(Region segmentation data)

☆ ☆ ☆ ☆ ☆

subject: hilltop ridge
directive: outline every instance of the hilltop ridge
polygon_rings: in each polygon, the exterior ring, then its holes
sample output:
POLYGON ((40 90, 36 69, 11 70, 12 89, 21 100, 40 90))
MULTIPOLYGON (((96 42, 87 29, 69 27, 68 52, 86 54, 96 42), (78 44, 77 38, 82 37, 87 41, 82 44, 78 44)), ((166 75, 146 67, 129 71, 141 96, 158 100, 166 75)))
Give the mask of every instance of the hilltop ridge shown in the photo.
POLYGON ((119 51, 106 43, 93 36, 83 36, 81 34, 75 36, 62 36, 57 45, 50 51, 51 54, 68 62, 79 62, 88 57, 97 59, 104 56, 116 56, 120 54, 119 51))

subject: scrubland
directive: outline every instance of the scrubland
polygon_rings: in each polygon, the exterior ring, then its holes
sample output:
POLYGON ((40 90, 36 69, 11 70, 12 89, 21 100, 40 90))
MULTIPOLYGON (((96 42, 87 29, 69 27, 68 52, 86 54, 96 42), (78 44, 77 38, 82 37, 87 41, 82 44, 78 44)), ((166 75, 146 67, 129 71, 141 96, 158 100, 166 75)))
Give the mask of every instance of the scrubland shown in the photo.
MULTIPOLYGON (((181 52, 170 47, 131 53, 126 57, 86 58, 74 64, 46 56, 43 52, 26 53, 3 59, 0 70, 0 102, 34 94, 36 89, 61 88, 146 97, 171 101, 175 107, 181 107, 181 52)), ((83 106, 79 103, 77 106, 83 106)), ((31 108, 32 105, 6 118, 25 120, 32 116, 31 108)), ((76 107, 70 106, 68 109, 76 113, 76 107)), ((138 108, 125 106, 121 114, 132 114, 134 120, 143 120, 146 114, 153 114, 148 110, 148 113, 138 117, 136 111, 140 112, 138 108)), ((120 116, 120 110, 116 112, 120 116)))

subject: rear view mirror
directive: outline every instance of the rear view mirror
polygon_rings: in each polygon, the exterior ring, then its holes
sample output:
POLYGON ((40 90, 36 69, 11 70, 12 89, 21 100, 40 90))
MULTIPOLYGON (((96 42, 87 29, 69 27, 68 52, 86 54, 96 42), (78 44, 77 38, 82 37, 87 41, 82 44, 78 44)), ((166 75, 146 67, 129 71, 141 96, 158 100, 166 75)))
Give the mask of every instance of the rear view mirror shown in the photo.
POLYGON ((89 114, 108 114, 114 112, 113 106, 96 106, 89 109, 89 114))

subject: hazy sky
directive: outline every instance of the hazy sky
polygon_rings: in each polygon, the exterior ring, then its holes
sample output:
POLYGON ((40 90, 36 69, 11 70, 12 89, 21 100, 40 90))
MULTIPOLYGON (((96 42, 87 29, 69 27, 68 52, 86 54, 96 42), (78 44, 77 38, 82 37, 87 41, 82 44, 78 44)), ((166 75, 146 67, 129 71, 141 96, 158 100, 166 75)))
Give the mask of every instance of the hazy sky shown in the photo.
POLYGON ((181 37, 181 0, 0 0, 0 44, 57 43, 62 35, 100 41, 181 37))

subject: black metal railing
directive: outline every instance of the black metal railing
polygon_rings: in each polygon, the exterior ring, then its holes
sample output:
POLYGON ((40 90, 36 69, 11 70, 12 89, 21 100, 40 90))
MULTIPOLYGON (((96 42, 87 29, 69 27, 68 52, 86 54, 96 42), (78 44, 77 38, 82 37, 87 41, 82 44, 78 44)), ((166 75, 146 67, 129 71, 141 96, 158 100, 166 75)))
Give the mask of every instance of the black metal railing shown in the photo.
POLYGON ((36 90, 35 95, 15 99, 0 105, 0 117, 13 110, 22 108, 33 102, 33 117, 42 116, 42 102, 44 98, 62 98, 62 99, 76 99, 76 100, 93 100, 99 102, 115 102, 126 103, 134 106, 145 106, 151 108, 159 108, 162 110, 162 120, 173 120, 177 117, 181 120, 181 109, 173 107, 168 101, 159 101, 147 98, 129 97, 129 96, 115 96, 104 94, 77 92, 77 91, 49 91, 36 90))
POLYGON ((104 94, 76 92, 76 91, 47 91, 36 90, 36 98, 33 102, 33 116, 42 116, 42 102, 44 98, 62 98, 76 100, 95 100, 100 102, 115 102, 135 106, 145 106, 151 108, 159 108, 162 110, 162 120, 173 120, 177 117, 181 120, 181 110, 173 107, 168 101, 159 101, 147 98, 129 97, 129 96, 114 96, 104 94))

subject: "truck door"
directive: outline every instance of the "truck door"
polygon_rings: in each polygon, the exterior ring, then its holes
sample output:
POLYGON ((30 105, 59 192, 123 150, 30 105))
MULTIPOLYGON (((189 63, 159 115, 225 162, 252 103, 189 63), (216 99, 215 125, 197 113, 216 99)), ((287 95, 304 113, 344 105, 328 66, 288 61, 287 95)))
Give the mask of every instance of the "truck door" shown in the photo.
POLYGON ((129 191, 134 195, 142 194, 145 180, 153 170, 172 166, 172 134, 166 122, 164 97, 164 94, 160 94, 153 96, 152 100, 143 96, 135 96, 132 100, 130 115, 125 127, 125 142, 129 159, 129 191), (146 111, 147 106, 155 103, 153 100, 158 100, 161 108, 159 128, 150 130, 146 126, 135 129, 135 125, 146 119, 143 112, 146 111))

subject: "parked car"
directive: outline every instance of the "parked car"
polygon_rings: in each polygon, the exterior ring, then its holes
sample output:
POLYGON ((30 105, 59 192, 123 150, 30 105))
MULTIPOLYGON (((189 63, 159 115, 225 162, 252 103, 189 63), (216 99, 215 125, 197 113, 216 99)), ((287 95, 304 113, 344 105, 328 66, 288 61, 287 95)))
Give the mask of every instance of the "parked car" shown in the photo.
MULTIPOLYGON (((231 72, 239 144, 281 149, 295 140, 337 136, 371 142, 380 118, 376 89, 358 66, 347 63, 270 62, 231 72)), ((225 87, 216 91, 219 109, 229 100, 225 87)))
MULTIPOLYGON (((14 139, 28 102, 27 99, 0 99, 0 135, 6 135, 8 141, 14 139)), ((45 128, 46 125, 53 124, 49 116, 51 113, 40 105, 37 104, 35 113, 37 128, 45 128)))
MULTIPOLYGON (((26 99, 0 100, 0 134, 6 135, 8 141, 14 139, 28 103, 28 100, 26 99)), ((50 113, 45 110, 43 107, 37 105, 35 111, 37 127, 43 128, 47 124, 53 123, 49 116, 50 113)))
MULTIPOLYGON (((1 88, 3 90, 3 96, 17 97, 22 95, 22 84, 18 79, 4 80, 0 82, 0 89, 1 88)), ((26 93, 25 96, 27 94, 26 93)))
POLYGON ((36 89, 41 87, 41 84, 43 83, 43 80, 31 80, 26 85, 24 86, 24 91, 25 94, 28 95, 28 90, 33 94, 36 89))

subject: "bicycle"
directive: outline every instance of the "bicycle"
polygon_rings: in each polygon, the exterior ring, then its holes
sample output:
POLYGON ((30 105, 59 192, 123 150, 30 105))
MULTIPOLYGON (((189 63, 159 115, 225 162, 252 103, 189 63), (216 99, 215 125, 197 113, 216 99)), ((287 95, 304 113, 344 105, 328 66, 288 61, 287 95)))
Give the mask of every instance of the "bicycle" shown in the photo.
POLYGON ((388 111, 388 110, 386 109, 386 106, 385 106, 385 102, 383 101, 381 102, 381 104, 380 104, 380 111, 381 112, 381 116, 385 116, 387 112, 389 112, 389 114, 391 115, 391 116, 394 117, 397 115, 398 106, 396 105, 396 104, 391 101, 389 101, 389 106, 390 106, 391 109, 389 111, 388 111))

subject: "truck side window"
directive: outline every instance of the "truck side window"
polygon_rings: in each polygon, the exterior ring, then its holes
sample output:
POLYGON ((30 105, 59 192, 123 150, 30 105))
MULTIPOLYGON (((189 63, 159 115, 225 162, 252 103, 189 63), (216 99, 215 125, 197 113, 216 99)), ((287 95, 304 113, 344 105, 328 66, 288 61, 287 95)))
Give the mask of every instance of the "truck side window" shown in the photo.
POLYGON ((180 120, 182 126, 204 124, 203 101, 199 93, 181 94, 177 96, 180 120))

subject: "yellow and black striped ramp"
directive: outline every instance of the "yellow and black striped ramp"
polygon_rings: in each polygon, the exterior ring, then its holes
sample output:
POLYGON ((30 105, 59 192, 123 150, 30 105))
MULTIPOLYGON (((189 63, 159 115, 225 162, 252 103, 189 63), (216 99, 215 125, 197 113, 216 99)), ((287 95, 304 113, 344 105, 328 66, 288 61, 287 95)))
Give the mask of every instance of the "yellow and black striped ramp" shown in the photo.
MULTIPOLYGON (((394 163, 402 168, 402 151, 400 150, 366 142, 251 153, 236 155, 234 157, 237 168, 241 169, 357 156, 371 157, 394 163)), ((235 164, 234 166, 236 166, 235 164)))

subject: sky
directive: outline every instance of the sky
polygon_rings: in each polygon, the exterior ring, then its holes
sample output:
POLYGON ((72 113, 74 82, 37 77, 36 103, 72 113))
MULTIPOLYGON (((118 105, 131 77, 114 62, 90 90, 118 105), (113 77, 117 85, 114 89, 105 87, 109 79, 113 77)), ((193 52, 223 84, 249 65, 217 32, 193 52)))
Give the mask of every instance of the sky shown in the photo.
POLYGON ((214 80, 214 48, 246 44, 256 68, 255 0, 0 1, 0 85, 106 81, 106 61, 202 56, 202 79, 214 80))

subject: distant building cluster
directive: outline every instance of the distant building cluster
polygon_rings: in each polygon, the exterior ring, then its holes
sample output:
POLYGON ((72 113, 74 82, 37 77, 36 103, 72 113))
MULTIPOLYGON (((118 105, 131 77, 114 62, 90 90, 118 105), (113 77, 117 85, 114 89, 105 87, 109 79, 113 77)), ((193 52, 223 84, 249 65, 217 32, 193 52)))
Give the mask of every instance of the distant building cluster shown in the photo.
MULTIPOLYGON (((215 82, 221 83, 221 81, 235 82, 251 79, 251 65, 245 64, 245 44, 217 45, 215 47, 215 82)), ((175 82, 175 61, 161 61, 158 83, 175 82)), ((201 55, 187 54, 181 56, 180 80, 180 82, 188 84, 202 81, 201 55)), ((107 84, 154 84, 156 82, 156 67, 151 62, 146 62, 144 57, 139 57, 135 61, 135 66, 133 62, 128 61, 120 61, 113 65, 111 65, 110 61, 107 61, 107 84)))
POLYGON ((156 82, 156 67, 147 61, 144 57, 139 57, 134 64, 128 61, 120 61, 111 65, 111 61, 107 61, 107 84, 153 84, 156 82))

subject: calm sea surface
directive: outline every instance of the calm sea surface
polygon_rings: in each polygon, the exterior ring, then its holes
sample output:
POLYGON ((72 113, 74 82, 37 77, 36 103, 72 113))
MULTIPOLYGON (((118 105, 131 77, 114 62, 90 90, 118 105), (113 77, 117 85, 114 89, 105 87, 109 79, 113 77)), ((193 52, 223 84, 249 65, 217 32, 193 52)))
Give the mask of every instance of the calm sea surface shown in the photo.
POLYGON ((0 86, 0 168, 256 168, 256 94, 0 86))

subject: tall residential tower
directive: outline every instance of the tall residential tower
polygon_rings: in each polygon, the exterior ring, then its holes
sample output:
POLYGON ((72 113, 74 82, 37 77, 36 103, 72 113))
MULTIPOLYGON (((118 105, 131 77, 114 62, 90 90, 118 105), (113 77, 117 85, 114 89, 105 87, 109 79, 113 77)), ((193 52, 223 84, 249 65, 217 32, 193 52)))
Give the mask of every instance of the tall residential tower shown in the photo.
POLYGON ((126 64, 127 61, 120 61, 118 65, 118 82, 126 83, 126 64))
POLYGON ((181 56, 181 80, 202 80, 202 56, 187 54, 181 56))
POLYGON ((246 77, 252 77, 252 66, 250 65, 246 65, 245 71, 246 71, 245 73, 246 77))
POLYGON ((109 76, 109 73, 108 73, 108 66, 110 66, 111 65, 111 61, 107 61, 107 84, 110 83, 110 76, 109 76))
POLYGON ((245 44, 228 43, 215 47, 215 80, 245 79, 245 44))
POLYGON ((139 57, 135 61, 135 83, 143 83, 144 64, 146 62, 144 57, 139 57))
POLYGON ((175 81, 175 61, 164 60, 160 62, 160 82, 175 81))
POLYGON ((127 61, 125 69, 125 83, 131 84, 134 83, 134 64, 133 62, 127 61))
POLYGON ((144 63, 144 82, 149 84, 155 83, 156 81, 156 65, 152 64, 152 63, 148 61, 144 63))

☆ ☆ ☆ ☆ ☆

What you should do — Reproduce the listing above word for word, from its first line through the line containing "POLYGON ((89 114, 108", both ends included.

Full response —
subject: hilltop ridge
directive: outline every instance of the hilltop ridge
polygon_rings: in each polygon, the exterior ring, then its holes
sample output:
POLYGON ((40 90, 36 69, 11 70, 12 89, 21 100, 40 90))
MULTIPOLYGON (((96 42, 87 29, 69 27, 68 52, 86 54, 96 42), (78 44, 77 38, 82 37, 87 41, 82 44, 78 44)), ((166 75, 146 67, 129 71, 141 96, 158 100, 166 75)))
Give the mask of every instance of the hilltop ridge shown in the photo.
POLYGON ((119 51, 106 43, 93 36, 83 36, 81 34, 75 36, 62 36, 57 45, 50 51, 51 54, 68 62, 79 62, 88 57, 97 59, 104 56, 116 56, 120 54, 119 51))

subject: scrubland
directive: outline every instance of the scrubland
polygon_rings: in each polygon, the exterior ring, then its holes
sample output:
POLYGON ((40 90, 36 69, 11 70, 12 89, 21 100, 40 90))
MULTIPOLYGON (((96 42, 87 29, 69 27, 68 52, 86 54, 96 42), (78 44, 77 38, 82 37, 87 41, 82 44, 78 44)), ((166 75, 146 67, 129 71, 141 96, 158 100, 166 75)))
Give the mask of every instance of the scrubland shown in the photo.
MULTIPOLYGON (((181 52, 170 47, 131 53, 126 57, 86 58, 74 64, 46 56, 43 52, 26 53, 3 59, 0 70, 0 102, 34 94, 36 89, 61 88, 146 97, 171 101, 175 107, 181 107, 181 52)), ((83 106, 79 103, 77 106, 83 106)), ((31 108, 32 105, 6 118, 25 120, 32 116, 31 108)), ((76 107, 70 106, 68 109, 76 113, 76 107)), ((138 108, 125 106, 121 114, 132 114, 134 120, 143 120, 146 114, 153 114, 148 110, 148 113, 138 117, 136 111, 140 112, 138 108)), ((120 116, 120 110, 116 112, 120 116)))

subject: rear view mirror
directive: outline every instance of the rear view mirror
polygon_rings: in each polygon, the exterior ring, then its holes
sample output:
POLYGON ((40 90, 36 69, 11 70, 12 89, 21 100, 40 90))
MULTIPOLYGON (((96 42, 87 29, 69 27, 68 52, 86 54, 96 42), (78 44, 77 38, 82 37, 87 41, 82 44, 78 44)), ((166 75, 146 67, 129 71, 141 96, 158 100, 166 75)))
Give the mask of every instance of the rear view mirror shown in the photo.
POLYGON ((89 114, 108 114, 114 112, 113 106, 96 106, 89 109, 89 114))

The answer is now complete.